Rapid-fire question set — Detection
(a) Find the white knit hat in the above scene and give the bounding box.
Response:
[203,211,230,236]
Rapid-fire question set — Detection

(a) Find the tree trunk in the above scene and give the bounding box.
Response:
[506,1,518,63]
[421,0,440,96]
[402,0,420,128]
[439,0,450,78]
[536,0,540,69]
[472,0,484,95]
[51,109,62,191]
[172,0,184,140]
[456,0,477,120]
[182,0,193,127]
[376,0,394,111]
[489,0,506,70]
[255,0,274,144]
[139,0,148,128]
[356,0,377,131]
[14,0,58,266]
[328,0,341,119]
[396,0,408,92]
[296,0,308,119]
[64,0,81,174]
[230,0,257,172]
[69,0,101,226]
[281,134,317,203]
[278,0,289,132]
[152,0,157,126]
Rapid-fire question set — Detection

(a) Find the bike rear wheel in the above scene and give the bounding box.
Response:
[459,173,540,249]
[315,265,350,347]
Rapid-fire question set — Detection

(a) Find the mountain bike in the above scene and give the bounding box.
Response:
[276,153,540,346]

CHALLENGE:
Reproduce all of the entries above word for word, without changing anything.

OUTPUT:
Rapid-fire question set — Detection
(a) Find the white knit hat in the above scene and give the bounding box.
Response:
[203,211,230,236]
Rapid-fire question set — Detection

(a) Find the tree trunk in the above scene and give the bounding box.
Response:
[506,1,518,63]
[421,0,440,96]
[402,0,420,128]
[439,0,450,78]
[536,0,540,69]
[472,0,484,95]
[51,109,62,191]
[172,0,184,140]
[456,0,477,120]
[182,0,193,127]
[376,0,394,111]
[489,0,506,70]
[255,0,274,144]
[139,0,148,128]
[356,0,377,131]
[14,0,58,266]
[328,0,341,119]
[396,0,408,92]
[296,0,308,119]
[64,0,81,174]
[230,0,257,172]
[69,0,101,226]
[281,134,317,203]
[278,0,289,132]
[152,0,157,126]
Rapid-fire question set — Detection

(a) Find the bike rear wheel in the above scene and give the bounding box.
Response:
[459,173,540,249]
[315,265,350,347]
Rapid-fire question set — Detection

(a) Find the mountain bike in the above scene and give the bounding box.
Response:
[276,153,540,346]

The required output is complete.